→ REQUIRED ACTION
Repeat only the lines from the one holding "Here's a bet: you won't be able to pinpoint the man" down to the last line of the listing below, including both of those lines.

→ DATA SHOWN
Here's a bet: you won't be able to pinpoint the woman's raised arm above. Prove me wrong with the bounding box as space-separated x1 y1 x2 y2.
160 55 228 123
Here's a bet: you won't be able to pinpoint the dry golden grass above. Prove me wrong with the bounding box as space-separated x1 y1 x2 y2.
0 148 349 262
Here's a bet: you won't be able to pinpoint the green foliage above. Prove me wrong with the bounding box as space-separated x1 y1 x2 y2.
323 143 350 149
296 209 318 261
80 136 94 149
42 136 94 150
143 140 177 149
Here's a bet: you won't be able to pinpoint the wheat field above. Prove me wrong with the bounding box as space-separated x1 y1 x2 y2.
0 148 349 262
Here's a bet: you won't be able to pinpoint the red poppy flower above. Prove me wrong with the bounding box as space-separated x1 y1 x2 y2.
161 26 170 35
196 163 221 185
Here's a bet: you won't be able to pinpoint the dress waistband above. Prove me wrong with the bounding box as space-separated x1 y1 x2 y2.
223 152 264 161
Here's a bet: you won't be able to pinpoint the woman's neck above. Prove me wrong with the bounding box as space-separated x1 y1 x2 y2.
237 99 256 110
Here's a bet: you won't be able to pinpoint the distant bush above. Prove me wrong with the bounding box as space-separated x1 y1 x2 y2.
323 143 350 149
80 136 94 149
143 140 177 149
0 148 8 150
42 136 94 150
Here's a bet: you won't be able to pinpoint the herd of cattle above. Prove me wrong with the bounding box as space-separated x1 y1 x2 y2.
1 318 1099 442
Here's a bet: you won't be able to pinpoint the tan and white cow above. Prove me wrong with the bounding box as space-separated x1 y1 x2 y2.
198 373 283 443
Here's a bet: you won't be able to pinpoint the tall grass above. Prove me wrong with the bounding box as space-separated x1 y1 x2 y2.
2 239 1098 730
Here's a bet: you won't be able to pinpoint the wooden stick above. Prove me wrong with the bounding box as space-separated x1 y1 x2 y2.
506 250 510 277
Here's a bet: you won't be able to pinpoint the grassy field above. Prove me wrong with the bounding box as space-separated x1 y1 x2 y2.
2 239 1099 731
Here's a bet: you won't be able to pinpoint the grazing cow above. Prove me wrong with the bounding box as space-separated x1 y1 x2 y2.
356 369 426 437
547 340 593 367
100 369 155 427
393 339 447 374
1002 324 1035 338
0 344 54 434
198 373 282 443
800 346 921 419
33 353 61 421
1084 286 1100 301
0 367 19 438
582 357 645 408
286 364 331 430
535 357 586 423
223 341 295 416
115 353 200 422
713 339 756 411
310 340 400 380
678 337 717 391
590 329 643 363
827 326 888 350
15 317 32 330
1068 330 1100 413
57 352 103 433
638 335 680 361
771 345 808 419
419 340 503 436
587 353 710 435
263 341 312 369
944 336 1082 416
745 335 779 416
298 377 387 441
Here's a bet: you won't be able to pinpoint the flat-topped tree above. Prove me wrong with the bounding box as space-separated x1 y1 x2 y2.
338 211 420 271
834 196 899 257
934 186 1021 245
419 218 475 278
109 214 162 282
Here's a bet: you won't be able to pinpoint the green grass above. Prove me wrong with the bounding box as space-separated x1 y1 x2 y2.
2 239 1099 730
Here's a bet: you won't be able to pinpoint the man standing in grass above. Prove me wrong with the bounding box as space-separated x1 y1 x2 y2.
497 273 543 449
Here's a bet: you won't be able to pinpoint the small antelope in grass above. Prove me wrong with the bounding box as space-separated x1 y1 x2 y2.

→ ANSWER SPACE
Here's a bet: you won't be able to pinpoint the man standing in grass above. Prove me wrong with the bounding box as space-separated x1 y1 x2 y2.
497 273 543 449
Here's a bet: you won't be able to pinpoint the small antelope in grass above. Prove me wrong with the bounding box as space-separated x1 y1 x2 y2.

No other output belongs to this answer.